In “Why It Seems Everything We Knew About the Global Economy is No Longer True,” New York Times, June 18, 2023, Patricia Cohen, who covers the global economy, serves up a mishmash of truth, falsehood, and confusion.

This won’t be comprehensive but I do want to point out where I think she is wrong, occasionally right, and confused. The highlighted sections are hers. The others, starting with DRH, are mine.

The economic conventions that policymakers had relied on since the Berlin Wall fell more than 30 years ago — the unfailing superiority of open markets, liberalized trade and maximum efficiency — look to be running off the rails.

DRH: Notice that she’s not questioning whether free trade works; rather, she’s saying that we don’t have it. She’s right. Free trade has retreated. But in her piece, she seems to mix that fact in with a claim, sometimes explicit but usually implicit, that there’s good reason to question free trade.

During the Covid-19 pandemic, the ceaseless drive to integrate the global economy and reduce costs left health care workers without face masks and medical gloves, carmakers without semiconductors, sawmills without lumber and sneaker buyers without Nikes.

DRH: Does she think that lockdowns had nothing to do with this? Is she aware of how many industries were shut down or at least hobbled by central planning by U.S. governors and, in other countries, central planning by the heads of those countries’ governments? I wrote a piece early in the lockdowns titled “Covid V. Capitalism,” Defining Ideas, April 8, 2023 that answers some of her points.

We saw before the pandemic began that the wealthiest countries were getting frustrated by international trade, believing — whether correctly or not — that somehow this was hurting them, their jobs and standards of living,” said Betsey Stevenson, a member of the Council of Economic Advisers during the Obama administration.

DRH: Notice how Stevenson hedges, leaving open the possibility that people who had that belief might have been mistaken.

Associated economic theories about the ineluctable rise of worldwide free market capitalism took on a similar sheen of invincibility and inevitability. Open markets, hands-off government and the relentless pursuit of efficiency would offer the best route to prosperity.

DRH: I believed that second sentence. Is Cohen really saying that that was the dominant consensus? I don’t remember having that much company.

The favored economic road map helped produce fabulous wealth, lift hundreds of millions of people out of poverty and spur wondrous technological advances.

But there were stunning failures as well. Globalization hastened climate change and deepened inequalities.

DRH: I’m not sure whether it hastened climate change, but it certainly reduced global inequality. Is she unaware of that? If she is unaware, she should read the first paragraph in the above quote. That’s the main reason that global inequality has fallen.

It turned out that markets on their own weren’t able to automatically distribute gains fairly or spur developing countries to grow or establish democratic institutions.

DRH: Why would one expect markets to “distribute” gains in line with her concept of fairness, which, by the way, she doesn’t bother to state.

## How to complete this task
Based on the commentary on the global economy article above, do these statements agree with it? (a) DRH says free trade has retreated. (b) DRH says globalization increased global inequality. (c) Betsey Stevenson was on the Council of Economic Advisers during the Obama administration. Answer yes or no for each and quote the words that decide it.

## Provided material
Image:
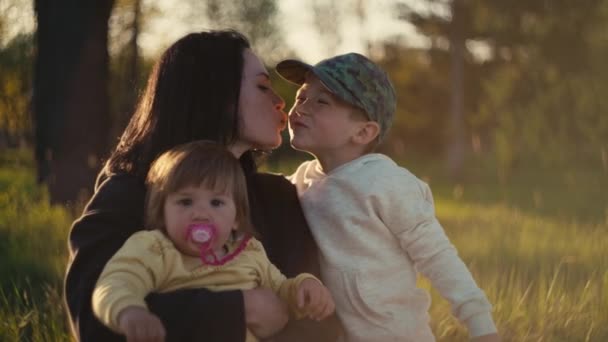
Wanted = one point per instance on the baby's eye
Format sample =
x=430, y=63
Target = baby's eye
x=184, y=202
x=217, y=202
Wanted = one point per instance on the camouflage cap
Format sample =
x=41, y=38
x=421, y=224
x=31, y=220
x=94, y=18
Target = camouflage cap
x=352, y=78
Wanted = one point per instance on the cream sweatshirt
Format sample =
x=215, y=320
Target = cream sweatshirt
x=375, y=225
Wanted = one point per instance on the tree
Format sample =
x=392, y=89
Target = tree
x=70, y=94
x=256, y=19
x=535, y=91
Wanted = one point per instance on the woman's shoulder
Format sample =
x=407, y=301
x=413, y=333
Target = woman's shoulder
x=119, y=191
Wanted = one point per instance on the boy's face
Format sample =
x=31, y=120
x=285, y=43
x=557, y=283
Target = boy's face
x=319, y=122
x=196, y=205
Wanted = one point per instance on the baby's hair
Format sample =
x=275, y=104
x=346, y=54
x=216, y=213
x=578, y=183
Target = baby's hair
x=198, y=163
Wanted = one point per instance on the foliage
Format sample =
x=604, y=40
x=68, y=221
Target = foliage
x=534, y=90
x=16, y=62
x=545, y=274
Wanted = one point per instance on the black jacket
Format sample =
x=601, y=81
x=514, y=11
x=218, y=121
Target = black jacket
x=116, y=211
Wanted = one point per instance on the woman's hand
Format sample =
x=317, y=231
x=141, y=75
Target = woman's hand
x=315, y=300
x=140, y=325
x=265, y=313
x=486, y=338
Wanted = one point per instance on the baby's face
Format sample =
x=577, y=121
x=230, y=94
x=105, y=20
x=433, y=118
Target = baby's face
x=199, y=205
x=319, y=122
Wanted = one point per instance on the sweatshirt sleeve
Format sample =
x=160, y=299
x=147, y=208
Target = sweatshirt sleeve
x=132, y=273
x=112, y=215
x=406, y=206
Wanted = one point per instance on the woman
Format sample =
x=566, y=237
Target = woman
x=206, y=86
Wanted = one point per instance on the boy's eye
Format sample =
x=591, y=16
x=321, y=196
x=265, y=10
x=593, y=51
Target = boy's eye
x=217, y=202
x=184, y=202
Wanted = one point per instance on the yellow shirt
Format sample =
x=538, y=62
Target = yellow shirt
x=149, y=262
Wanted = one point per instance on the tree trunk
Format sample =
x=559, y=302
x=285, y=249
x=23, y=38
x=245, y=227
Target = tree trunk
x=456, y=145
x=70, y=94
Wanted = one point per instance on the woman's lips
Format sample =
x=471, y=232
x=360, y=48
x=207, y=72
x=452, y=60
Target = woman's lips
x=297, y=124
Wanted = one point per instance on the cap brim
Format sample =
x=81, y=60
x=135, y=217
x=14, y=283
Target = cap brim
x=293, y=71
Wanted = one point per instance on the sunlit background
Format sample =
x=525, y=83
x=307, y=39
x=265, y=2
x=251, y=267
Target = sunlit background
x=502, y=109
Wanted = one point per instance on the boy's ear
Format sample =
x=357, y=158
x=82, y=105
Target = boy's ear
x=368, y=131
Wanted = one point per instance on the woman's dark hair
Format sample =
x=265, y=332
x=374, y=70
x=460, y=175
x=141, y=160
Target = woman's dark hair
x=192, y=94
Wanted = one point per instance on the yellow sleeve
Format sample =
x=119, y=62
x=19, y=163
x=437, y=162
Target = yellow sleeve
x=286, y=289
x=134, y=271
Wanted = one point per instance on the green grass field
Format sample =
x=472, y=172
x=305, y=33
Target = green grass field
x=536, y=245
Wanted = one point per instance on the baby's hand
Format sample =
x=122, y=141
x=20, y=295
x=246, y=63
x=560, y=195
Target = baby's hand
x=139, y=325
x=315, y=300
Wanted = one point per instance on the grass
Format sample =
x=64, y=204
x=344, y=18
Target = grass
x=541, y=259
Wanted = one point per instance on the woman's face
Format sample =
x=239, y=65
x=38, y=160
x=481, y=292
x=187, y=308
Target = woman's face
x=260, y=109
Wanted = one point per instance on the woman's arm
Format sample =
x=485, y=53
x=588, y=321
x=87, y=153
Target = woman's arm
x=285, y=234
x=113, y=214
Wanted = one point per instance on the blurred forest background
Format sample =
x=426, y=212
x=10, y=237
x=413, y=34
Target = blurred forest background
x=501, y=110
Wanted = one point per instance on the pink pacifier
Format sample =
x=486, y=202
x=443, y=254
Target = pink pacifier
x=204, y=235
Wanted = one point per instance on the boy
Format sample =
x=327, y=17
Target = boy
x=374, y=221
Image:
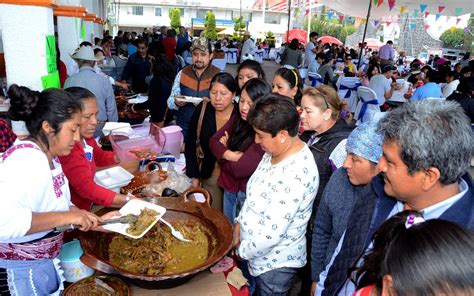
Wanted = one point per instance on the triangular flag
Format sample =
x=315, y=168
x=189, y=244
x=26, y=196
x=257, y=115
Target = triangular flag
x=75, y=24
x=83, y=30
x=391, y=4
x=402, y=9
x=423, y=7
x=357, y=21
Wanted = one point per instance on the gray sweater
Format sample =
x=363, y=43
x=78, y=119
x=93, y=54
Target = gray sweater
x=333, y=213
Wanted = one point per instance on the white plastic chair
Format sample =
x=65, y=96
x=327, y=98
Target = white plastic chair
x=315, y=79
x=368, y=105
x=231, y=56
x=347, y=91
x=220, y=63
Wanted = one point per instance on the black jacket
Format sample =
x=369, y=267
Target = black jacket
x=208, y=129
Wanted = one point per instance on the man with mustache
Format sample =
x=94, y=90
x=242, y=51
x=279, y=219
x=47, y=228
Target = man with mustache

## Answer area
(a) Yes: "Free trade has retreated."
(b) No: "it certainly reduced global inequality."
(c) Yes: "a member of the Council of Economic Advisers during the Obama administration"